_Task details_. State how many lines in the listing below contain the string "beanie", matching case exactly. Reply with the number only.

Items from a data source
────────────────────────────────────────

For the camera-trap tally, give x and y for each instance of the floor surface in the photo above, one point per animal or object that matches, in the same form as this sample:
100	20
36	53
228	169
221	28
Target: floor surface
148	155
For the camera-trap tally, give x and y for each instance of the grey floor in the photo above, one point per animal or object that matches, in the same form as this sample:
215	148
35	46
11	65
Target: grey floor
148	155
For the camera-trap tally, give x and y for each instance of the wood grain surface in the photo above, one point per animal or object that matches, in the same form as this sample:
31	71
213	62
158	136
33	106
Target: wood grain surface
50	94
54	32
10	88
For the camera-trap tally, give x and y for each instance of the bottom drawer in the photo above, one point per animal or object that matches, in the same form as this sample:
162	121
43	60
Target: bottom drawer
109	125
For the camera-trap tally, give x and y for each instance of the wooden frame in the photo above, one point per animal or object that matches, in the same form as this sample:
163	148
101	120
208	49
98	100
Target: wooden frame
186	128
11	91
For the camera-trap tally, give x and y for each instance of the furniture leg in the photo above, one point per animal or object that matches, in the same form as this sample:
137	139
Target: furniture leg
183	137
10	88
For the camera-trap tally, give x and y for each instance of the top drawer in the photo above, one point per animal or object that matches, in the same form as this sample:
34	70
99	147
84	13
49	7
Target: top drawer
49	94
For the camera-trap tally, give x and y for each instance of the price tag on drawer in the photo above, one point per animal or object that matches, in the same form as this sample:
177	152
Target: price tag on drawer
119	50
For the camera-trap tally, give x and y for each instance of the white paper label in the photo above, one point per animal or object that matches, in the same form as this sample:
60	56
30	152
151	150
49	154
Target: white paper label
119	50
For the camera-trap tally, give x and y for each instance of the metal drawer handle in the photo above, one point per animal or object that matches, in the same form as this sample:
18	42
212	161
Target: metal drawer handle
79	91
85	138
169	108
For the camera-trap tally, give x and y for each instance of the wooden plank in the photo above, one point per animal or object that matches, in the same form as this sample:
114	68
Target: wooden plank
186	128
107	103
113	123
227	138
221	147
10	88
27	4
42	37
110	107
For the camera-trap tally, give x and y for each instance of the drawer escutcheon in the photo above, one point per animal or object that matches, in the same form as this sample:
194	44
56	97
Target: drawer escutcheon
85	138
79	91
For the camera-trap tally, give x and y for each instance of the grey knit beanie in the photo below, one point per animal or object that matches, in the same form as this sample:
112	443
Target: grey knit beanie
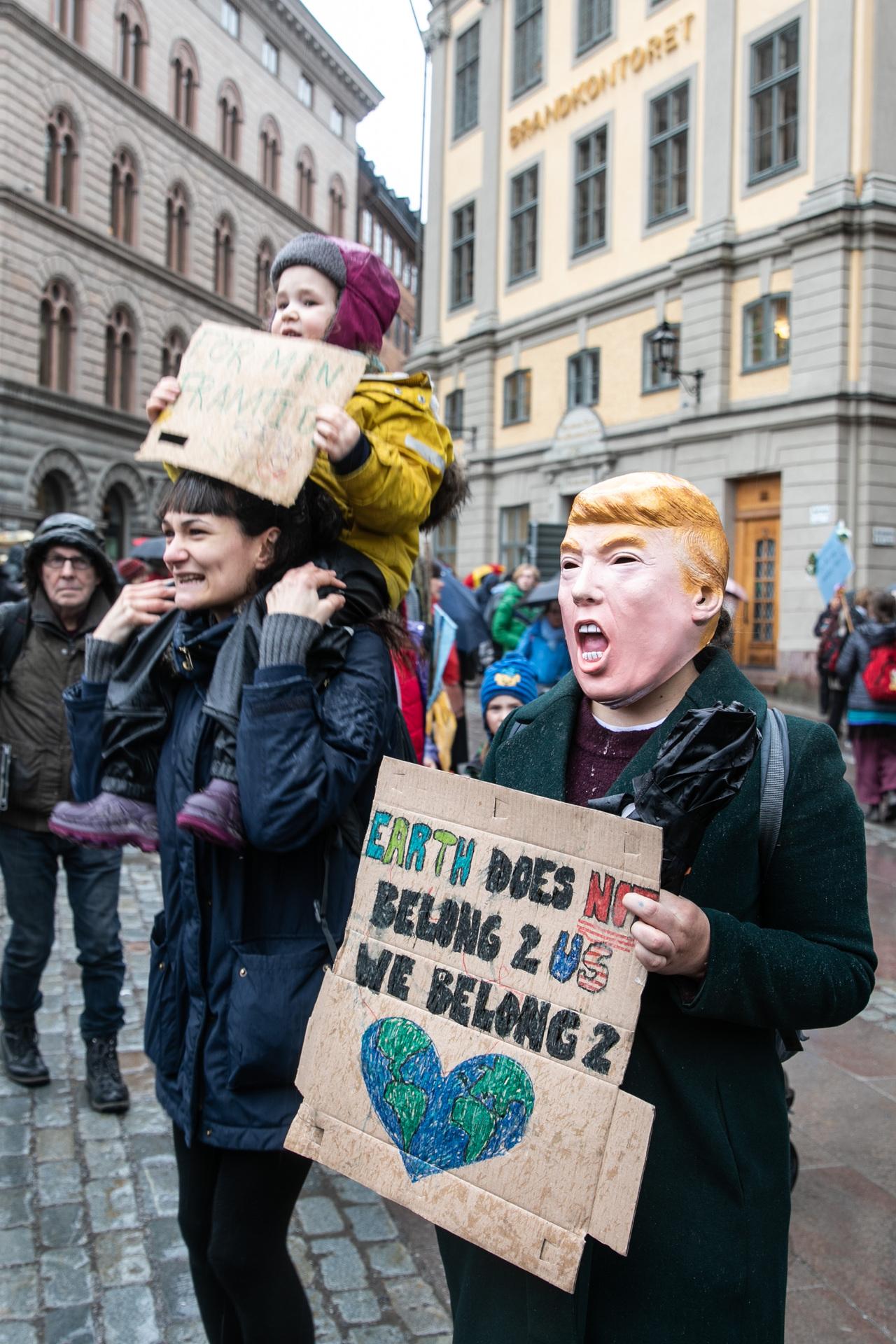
311	251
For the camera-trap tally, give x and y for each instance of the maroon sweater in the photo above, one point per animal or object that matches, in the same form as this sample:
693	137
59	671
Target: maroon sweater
598	757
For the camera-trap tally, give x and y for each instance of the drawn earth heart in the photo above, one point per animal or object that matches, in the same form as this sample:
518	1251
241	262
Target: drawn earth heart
441	1121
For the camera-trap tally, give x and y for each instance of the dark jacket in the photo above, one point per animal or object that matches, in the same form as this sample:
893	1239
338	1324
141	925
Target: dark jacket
238	955
852	663
33	718
708	1256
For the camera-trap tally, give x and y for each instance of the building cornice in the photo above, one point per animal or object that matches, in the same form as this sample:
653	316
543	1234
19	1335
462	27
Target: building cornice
115	251
159	118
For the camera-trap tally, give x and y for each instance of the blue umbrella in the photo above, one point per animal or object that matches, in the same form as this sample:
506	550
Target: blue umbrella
460	604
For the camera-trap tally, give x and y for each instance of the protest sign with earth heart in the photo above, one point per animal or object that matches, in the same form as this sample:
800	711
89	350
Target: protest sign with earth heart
465	1054
248	407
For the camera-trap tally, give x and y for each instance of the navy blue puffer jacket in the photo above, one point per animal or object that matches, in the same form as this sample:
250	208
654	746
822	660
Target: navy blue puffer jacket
238	953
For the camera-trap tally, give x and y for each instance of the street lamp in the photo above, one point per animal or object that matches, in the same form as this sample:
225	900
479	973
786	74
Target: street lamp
665	356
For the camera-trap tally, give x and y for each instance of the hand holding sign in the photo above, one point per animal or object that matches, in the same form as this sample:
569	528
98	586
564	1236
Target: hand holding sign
672	934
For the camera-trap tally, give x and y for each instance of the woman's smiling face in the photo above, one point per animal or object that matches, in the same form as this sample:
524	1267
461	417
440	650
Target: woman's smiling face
213	562
629	620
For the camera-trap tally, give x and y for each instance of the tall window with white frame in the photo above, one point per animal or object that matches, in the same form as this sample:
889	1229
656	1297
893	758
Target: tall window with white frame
230	18
524	223
594	24
466	81
122	202
583	378
454	412
517	397
668	155
590	214
61	153
766	334
463	254
270	57
57	337
514	536
528	45
120	360
774	102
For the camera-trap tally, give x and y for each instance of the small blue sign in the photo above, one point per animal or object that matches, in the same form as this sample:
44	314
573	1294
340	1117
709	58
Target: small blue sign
833	566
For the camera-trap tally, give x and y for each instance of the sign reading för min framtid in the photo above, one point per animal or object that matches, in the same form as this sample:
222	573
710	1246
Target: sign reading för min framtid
465	1056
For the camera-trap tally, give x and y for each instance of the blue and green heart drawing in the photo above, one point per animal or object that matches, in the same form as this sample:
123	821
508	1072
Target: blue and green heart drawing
441	1121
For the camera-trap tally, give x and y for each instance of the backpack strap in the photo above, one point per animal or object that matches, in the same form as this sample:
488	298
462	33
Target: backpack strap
15	622
774	766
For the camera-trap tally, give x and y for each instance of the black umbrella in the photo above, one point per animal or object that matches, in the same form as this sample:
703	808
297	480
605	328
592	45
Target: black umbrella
542	593
699	771
458	603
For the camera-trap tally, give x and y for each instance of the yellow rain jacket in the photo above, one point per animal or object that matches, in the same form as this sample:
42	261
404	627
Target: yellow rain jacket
387	499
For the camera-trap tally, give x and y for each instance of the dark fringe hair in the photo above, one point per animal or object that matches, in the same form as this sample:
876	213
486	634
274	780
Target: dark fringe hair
450	498
311	524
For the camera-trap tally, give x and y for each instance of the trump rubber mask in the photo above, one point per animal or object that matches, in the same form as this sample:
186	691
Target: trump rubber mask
643	574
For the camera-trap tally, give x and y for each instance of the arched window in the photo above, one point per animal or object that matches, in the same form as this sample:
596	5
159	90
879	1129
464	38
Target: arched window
230	118
269	151
120	360
225	257
133	38
122	198
337	206
69	18
172	353
61	153
54	495
305	181
57	336
176	229
264	258
184	84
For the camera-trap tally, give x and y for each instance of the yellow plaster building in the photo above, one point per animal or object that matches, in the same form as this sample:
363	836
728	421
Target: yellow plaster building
726	167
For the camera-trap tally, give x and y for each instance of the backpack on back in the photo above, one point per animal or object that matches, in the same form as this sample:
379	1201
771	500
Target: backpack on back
879	673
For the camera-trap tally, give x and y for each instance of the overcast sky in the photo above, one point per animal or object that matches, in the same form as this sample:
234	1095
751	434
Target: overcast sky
381	36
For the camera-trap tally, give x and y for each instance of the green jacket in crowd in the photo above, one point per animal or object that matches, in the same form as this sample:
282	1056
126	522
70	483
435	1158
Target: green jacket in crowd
708	1256
33	717
508	626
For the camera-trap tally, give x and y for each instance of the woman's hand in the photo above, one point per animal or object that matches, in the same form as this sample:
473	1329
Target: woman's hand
671	934
136	605
166	393
298	594
335	433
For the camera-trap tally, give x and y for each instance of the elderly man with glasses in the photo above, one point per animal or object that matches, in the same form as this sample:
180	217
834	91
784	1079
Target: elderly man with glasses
70	584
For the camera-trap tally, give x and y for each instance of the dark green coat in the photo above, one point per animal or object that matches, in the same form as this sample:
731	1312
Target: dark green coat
708	1254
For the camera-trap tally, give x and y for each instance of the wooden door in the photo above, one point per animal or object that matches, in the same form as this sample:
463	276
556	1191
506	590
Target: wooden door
758	570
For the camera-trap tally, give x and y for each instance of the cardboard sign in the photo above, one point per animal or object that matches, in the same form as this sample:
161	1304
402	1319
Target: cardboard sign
465	1054
248	407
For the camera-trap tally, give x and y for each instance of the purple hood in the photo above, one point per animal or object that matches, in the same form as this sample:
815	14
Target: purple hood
370	300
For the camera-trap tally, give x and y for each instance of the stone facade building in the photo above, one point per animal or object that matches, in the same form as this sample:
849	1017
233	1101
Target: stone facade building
393	230
727	167
152	160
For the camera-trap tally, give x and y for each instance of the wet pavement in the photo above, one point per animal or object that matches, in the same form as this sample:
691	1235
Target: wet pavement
89	1241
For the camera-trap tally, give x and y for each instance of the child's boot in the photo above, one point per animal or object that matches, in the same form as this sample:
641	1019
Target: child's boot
108	822
214	815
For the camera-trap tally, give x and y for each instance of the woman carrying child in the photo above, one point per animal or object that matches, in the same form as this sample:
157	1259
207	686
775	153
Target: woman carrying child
239	949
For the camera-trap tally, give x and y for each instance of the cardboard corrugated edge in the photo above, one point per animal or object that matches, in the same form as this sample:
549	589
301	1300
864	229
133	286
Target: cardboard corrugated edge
621	1172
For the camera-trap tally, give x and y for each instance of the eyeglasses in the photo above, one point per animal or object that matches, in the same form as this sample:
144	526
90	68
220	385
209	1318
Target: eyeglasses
58	562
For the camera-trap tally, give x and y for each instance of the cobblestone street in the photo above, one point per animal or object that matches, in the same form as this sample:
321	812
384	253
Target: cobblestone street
89	1241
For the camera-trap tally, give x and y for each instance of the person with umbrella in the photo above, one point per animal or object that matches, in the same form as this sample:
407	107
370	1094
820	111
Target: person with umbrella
741	952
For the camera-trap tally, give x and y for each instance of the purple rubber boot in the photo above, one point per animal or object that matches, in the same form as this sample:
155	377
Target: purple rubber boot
108	822
214	815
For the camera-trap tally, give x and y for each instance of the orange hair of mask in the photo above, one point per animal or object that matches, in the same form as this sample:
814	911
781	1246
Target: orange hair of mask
656	499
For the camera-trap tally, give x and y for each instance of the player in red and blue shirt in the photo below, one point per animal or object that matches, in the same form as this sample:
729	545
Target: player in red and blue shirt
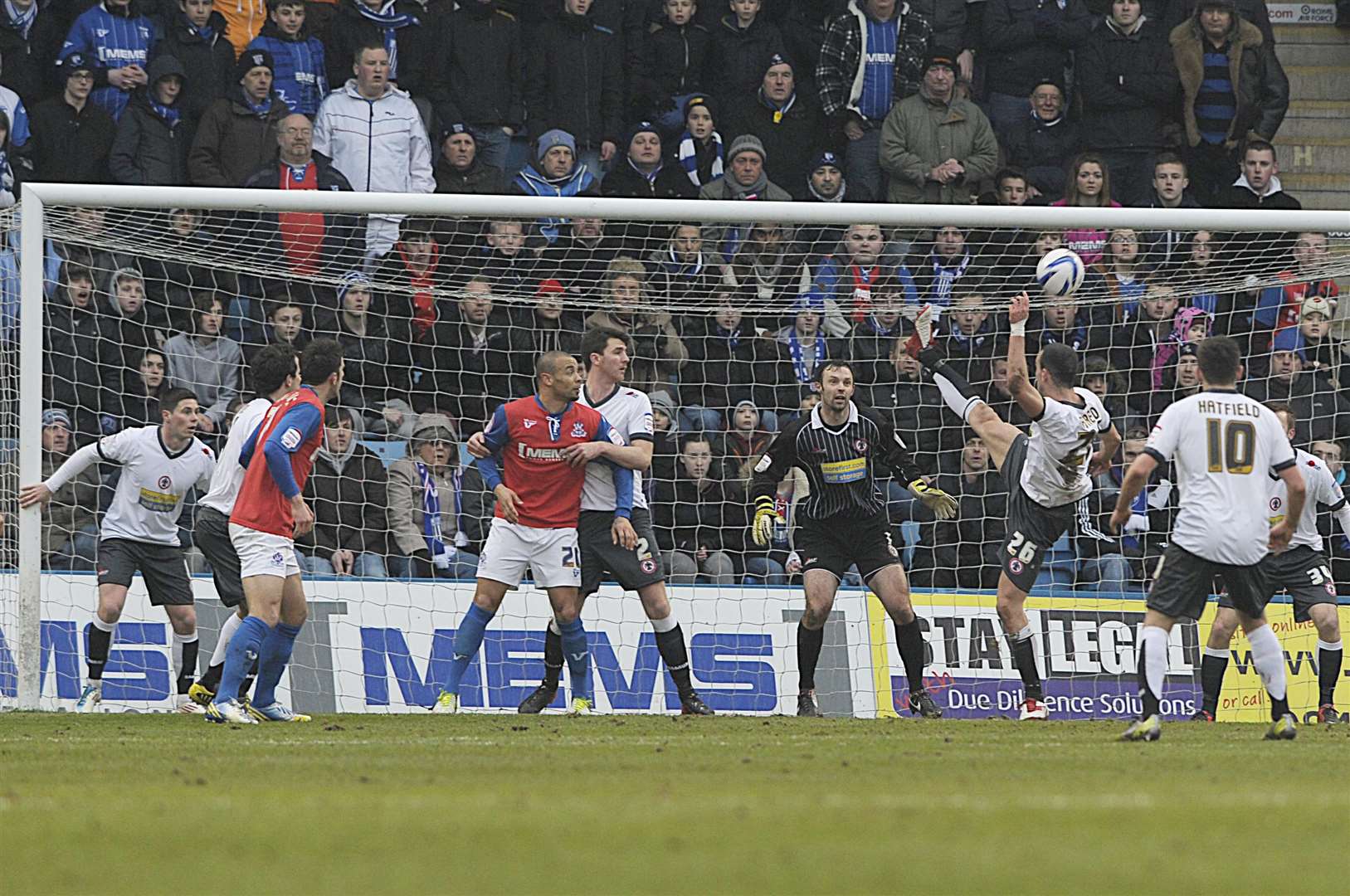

────────────────────────────────────────

_The completed task_. 2